Requirement 1:
In the flashcards on reward-based behaviors, what does the answer on addiction say it is due to?
Requirement 2:
From the flashcards on reward-based behaviors, reproduce the stretch from "Persistent disorder of" through "is not taken.".

Selected passage:
Neurobiology and neurochemistry or reward based behaviours

Question 1

Addiction

Answer 1

Persistent disorder of brain function where compulsive drug use occurs despite serious negative consequences in afflicted individual
- Due to changes in synaptic plasticity

Question 2

Withdrawal symptoms

Answer 2

Negative physiological and emotional features that occurs when a drug is not taken.

Extracted information:

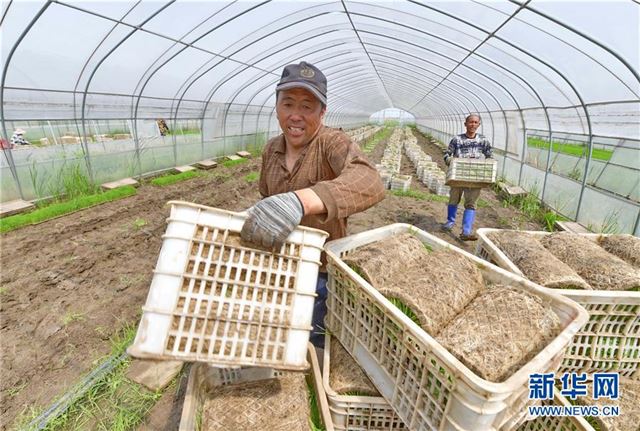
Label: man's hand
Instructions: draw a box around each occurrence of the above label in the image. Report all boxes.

* * *

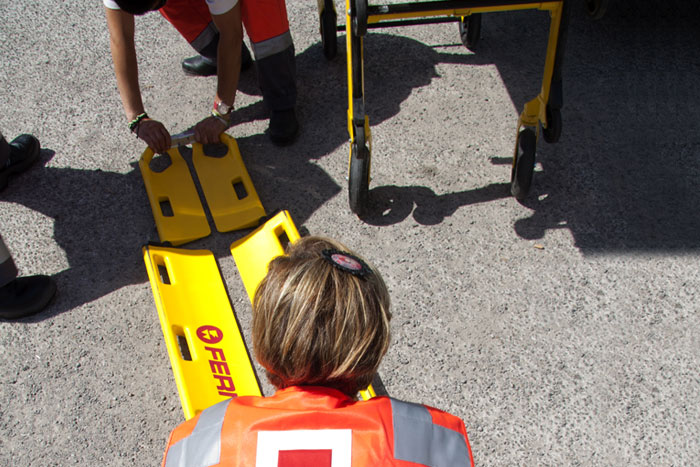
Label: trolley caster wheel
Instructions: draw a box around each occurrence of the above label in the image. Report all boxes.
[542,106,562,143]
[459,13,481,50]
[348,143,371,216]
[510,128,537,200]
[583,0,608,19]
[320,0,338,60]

Task output 1:
Changes in synaptic plasticity.

Task output 2:
Persistent disorder of brain function where compulsive drug use occurs despite serious negative consequences in afflicted individual
- Due to changes in synaptic plasticity

Question 2

Withdrawal symptoms

Answer 2

Negative physiological and emotional features that occurs when a drug is not taken.